▸ WHAT IS REQUIRED
From the entries that follow, list every line in which the string "cloud" appears.

-------

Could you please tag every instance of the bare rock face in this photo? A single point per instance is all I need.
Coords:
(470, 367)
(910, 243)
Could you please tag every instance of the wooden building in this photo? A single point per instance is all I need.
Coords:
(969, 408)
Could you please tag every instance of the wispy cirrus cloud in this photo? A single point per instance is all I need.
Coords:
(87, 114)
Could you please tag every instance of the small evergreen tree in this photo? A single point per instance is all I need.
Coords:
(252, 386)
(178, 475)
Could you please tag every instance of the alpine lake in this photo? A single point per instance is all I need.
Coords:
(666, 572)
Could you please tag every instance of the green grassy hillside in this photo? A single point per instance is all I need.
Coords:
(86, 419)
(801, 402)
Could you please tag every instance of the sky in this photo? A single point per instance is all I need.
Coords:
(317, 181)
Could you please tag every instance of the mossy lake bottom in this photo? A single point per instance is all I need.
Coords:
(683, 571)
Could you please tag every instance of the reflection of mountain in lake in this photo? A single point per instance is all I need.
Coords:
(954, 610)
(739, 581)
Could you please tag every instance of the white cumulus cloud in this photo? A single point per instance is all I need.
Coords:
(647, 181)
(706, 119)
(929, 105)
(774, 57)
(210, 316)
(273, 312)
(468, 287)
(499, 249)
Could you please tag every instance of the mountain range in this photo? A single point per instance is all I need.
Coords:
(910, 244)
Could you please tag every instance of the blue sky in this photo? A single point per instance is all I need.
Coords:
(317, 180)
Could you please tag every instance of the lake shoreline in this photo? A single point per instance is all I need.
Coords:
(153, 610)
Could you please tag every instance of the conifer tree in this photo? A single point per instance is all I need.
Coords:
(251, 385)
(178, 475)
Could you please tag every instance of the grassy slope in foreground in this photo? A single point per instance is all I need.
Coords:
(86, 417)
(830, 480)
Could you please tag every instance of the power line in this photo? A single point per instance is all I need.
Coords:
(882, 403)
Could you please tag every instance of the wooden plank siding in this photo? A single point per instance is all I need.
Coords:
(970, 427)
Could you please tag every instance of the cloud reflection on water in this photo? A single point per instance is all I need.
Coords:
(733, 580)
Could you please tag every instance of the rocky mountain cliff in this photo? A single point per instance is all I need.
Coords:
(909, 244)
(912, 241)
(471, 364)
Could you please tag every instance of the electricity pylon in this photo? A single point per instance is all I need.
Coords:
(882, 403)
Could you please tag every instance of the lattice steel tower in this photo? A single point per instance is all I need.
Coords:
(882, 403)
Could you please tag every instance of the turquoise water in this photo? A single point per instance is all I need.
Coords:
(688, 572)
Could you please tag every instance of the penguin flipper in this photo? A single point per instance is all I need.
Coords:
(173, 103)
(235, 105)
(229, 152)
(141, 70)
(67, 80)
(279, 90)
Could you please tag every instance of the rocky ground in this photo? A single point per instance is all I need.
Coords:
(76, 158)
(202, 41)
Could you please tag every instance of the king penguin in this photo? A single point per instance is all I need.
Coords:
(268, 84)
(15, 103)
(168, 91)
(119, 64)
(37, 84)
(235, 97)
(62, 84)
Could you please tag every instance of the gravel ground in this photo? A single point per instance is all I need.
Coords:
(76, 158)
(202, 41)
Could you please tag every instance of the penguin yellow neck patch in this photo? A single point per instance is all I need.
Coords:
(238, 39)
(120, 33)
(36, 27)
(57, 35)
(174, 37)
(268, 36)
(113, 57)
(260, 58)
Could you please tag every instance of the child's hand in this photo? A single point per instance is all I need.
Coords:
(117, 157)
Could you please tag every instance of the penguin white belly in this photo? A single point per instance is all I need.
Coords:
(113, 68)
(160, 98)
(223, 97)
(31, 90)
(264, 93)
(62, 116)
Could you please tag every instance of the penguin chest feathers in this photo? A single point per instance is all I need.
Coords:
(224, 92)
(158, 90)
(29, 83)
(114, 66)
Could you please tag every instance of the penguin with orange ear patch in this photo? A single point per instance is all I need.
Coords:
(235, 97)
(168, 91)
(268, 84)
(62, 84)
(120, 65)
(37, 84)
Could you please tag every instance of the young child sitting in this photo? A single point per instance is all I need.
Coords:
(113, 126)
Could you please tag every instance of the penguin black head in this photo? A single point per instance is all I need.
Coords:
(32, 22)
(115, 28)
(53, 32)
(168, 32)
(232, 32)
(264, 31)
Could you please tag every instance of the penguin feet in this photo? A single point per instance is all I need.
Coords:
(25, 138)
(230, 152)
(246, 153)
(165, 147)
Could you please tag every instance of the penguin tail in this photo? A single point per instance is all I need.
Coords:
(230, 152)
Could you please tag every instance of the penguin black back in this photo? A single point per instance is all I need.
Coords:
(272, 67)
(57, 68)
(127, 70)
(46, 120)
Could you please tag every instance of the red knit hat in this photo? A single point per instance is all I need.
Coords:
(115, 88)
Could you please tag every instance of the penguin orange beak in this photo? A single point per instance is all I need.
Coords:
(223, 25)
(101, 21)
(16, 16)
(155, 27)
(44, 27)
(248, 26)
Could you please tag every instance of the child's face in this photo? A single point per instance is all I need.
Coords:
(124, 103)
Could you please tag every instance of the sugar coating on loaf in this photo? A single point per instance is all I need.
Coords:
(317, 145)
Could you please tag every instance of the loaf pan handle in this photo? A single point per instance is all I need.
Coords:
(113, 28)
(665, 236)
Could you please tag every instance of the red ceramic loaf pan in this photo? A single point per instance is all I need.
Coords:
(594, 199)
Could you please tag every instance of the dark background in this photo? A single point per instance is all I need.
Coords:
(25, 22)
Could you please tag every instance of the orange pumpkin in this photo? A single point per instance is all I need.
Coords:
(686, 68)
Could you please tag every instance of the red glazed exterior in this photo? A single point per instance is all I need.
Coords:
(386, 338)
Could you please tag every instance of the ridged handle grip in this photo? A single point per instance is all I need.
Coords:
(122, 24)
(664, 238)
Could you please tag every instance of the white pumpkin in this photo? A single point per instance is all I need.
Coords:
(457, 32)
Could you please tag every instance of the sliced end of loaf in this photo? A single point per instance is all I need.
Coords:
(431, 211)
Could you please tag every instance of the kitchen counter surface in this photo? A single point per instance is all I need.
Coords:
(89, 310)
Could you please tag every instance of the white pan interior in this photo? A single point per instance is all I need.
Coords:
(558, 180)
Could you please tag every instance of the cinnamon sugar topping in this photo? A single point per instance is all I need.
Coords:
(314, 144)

-------

▸ RESPONSE
Could you please tag every instance of the wispy cirrus cloud in this photo? A single point per instance is all I need.
Could you please tag every instance of the white cumulus cloud in this photo? A single point per instance is all I need.
Could you please tag every instance of the cloud reflection on water in this photo? A single point per instance is all I need.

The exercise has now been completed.